● Instruction
Report every line in the entries below that contains the string "toilet", with case counting. Copy each matching line in full.

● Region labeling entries
*-*-*
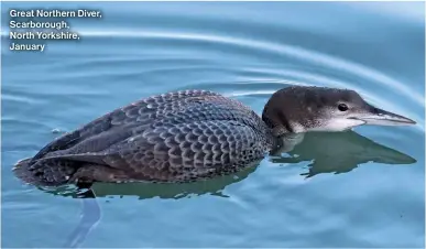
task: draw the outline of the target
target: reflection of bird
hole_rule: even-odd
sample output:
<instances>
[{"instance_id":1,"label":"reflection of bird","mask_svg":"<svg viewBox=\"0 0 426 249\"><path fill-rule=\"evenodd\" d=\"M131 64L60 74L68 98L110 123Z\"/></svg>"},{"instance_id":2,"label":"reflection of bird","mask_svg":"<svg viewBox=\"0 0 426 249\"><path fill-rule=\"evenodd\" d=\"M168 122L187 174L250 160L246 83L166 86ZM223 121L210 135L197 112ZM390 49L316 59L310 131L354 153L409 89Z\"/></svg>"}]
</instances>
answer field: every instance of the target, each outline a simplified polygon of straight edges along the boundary
<instances>
[{"instance_id":1,"label":"reflection of bird","mask_svg":"<svg viewBox=\"0 0 426 249\"><path fill-rule=\"evenodd\" d=\"M177 91L133 102L64 134L18 163L15 173L40 185L187 182L253 164L286 133L341 131L364 123L415 122L346 89L281 89L262 118L219 94Z\"/></svg>"},{"instance_id":2,"label":"reflection of bird","mask_svg":"<svg viewBox=\"0 0 426 249\"><path fill-rule=\"evenodd\" d=\"M373 161L387 164L411 164L416 161L396 150L386 148L369 140L353 131L348 132L308 132L291 139L281 140L281 149L292 155L280 156L282 150L275 151L270 160L274 163L298 163L313 161L309 165L307 177L320 173L345 173L357 167L361 163ZM291 151L287 151L292 148ZM81 218L74 229L65 247L80 246L91 229L100 219L100 207L95 199L102 196L138 196L145 198L182 198L190 195L211 194L226 197L221 192L229 185L247 178L254 172L256 166L243 169L231 175L222 175L209 181L198 181L181 184L150 184L150 183L98 183L91 190L76 192L76 190L64 191L59 188L45 190L48 193L62 196L84 198Z\"/></svg>"},{"instance_id":3,"label":"reflection of bird","mask_svg":"<svg viewBox=\"0 0 426 249\"><path fill-rule=\"evenodd\" d=\"M284 144L286 141L284 141ZM416 160L402 152L379 144L353 131L308 132L287 152L291 156L271 156L274 163L298 163L312 161L312 177L320 173L346 173L367 162L385 164L412 164ZM278 153L280 151L275 152Z\"/></svg>"}]
</instances>

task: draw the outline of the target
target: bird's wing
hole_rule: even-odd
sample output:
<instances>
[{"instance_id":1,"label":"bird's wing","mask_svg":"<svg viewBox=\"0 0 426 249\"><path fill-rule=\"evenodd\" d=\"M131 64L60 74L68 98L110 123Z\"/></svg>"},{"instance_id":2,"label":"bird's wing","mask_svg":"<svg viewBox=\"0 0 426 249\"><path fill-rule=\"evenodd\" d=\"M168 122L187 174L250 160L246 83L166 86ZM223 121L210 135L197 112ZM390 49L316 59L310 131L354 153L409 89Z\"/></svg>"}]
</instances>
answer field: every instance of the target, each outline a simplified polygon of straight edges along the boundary
<instances>
[{"instance_id":1,"label":"bird's wing","mask_svg":"<svg viewBox=\"0 0 426 249\"><path fill-rule=\"evenodd\" d=\"M52 141L33 156L30 164L51 153L51 155L61 154L73 147L78 145L81 141L94 141L91 148L86 150L101 151L109 145L129 138L131 127L144 129L151 124L159 116L167 112L177 111L188 104L203 99L208 96L219 96L212 91L206 90L186 90L175 91L164 95L149 97L125 107L116 109L86 126L69 132ZM98 141L98 142L96 142ZM101 142L99 142L101 141Z\"/></svg>"},{"instance_id":2,"label":"bird's wing","mask_svg":"<svg viewBox=\"0 0 426 249\"><path fill-rule=\"evenodd\" d=\"M261 131L234 120L166 123L114 143L100 152L64 154L128 172L129 178L188 181L232 172L264 155Z\"/></svg>"}]
</instances>

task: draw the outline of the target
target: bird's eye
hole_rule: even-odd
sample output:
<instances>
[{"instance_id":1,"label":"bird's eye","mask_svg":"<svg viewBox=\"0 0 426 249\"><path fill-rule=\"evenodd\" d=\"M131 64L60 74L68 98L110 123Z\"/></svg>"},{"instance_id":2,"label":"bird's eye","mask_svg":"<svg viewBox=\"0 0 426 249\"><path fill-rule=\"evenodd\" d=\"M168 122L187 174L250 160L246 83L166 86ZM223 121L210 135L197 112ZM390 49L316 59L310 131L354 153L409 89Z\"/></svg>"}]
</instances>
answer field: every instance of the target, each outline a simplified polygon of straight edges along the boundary
<instances>
[{"instance_id":1,"label":"bird's eye","mask_svg":"<svg viewBox=\"0 0 426 249\"><path fill-rule=\"evenodd\" d=\"M348 110L348 106L346 104L339 104L339 106L337 107L340 111L347 111Z\"/></svg>"}]
</instances>

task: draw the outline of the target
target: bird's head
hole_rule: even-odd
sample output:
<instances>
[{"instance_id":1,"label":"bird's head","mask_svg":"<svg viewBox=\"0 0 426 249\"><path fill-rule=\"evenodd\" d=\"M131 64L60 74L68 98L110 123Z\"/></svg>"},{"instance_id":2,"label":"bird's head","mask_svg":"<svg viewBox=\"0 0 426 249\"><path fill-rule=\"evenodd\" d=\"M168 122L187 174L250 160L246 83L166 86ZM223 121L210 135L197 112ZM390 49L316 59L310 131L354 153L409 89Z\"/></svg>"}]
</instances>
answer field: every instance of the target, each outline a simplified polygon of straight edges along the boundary
<instances>
[{"instance_id":1,"label":"bird's head","mask_svg":"<svg viewBox=\"0 0 426 249\"><path fill-rule=\"evenodd\" d=\"M275 136L343 131L362 124L404 126L412 119L368 104L354 90L294 86L272 95L262 113Z\"/></svg>"}]
</instances>

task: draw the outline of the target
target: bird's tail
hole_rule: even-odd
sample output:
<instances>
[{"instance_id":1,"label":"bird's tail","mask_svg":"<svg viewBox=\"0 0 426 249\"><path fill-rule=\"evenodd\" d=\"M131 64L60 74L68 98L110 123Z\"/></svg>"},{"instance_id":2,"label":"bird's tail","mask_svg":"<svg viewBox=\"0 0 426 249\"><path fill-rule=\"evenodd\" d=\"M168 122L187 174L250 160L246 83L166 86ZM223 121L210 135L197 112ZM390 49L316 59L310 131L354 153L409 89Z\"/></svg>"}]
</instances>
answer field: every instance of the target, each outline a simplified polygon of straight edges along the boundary
<instances>
[{"instance_id":1,"label":"bird's tail","mask_svg":"<svg viewBox=\"0 0 426 249\"><path fill-rule=\"evenodd\" d=\"M59 186L67 184L75 174L78 166L76 162L65 160L42 160L35 162L37 165L30 164L31 159L19 161L13 173L21 181L36 186Z\"/></svg>"}]
</instances>

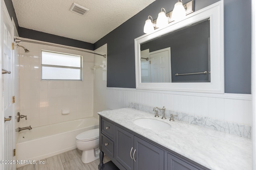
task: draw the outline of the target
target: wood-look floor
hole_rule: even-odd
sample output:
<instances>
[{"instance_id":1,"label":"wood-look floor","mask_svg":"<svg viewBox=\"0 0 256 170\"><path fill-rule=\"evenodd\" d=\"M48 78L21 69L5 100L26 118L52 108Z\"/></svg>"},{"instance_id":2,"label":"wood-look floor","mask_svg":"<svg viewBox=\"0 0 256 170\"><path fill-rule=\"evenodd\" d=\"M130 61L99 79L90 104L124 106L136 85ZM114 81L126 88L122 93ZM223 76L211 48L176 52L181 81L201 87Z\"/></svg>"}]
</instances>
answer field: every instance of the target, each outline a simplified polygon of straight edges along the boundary
<instances>
[{"instance_id":1,"label":"wood-look floor","mask_svg":"<svg viewBox=\"0 0 256 170\"><path fill-rule=\"evenodd\" d=\"M98 159L88 164L82 162L82 151L77 149L40 160L44 161L44 164L28 164L17 169L17 170L98 170L100 164ZM104 163L110 160L104 156Z\"/></svg>"}]
</instances>

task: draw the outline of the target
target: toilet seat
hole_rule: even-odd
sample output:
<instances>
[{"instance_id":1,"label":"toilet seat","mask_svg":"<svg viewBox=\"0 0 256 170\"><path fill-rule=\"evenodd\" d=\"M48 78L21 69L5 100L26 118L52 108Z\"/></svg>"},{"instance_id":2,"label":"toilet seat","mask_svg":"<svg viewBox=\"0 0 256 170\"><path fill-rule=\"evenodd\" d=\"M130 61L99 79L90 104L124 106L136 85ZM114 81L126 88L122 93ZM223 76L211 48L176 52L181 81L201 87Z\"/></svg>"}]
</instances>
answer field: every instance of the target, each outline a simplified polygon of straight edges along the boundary
<instances>
[{"instance_id":1,"label":"toilet seat","mask_svg":"<svg viewBox=\"0 0 256 170\"><path fill-rule=\"evenodd\" d=\"M78 135L76 140L78 142L86 142L99 139L100 129L95 129L86 131Z\"/></svg>"}]
</instances>

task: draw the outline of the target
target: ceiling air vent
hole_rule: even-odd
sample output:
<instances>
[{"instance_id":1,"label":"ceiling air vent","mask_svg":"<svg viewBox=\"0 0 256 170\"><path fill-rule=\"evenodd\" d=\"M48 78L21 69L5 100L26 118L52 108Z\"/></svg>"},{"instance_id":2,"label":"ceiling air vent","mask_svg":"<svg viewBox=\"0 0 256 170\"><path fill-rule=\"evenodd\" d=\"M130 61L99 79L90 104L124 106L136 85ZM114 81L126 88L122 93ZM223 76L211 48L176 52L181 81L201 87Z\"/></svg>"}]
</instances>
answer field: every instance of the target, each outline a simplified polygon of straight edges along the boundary
<instances>
[{"instance_id":1,"label":"ceiling air vent","mask_svg":"<svg viewBox=\"0 0 256 170\"><path fill-rule=\"evenodd\" d=\"M78 4L73 3L70 10L76 14L81 16L84 16L89 11L89 9L82 6Z\"/></svg>"}]
</instances>

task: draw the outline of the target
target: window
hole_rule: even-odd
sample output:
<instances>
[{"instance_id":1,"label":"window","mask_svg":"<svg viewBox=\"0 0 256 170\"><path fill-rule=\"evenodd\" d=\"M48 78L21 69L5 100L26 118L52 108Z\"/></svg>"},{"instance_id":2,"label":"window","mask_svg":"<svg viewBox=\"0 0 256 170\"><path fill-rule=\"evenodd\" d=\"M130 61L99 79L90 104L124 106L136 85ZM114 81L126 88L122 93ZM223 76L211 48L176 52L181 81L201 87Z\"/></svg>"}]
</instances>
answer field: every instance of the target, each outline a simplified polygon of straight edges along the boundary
*-*-*
● Response to this task
target: toilet seat
[{"instance_id":1,"label":"toilet seat","mask_svg":"<svg viewBox=\"0 0 256 170\"><path fill-rule=\"evenodd\" d=\"M48 78L21 69L5 100L26 118L52 108Z\"/></svg>"},{"instance_id":2,"label":"toilet seat","mask_svg":"<svg viewBox=\"0 0 256 170\"><path fill-rule=\"evenodd\" d=\"M130 61L99 79L90 104L124 106L136 85ZM114 81L126 88L122 93ZM223 76L211 48L176 52L181 81L201 87Z\"/></svg>"}]
[{"instance_id":1,"label":"toilet seat","mask_svg":"<svg viewBox=\"0 0 256 170\"><path fill-rule=\"evenodd\" d=\"M78 135L76 140L78 142L86 142L99 139L100 129L95 129L86 131Z\"/></svg>"}]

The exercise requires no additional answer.